Lines of data

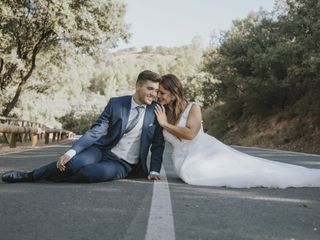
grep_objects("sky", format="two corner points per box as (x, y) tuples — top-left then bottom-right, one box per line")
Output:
(115, 0), (275, 50)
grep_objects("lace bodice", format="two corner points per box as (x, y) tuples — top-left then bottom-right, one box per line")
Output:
(163, 102), (202, 173)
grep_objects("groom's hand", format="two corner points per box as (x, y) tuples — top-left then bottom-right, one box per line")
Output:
(148, 173), (161, 180)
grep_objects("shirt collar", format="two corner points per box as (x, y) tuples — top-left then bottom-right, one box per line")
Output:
(131, 96), (147, 109)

### EXERCISE GOAL
Report each line of the records that contains the string "bottom", copying every such line in full. Treat the match as case-sensitive.

### RESULT OF THE TASK
grep_objects("sky", format="two corner points per box as (x, y) tuples — top-left then bottom-right, one box per line")
grep_objects("lace bodice", format="two corner points per box as (x, y) tuples — top-left then bottom-right, one box per line")
grep_objects("groom's hand", format="two corner points per box as (x, y) tuples — top-left then bottom-right, one box per line")
grep_objects("shirt collar", format="two corner points per box as (x, y) tuples — top-left then bottom-right, one box per line")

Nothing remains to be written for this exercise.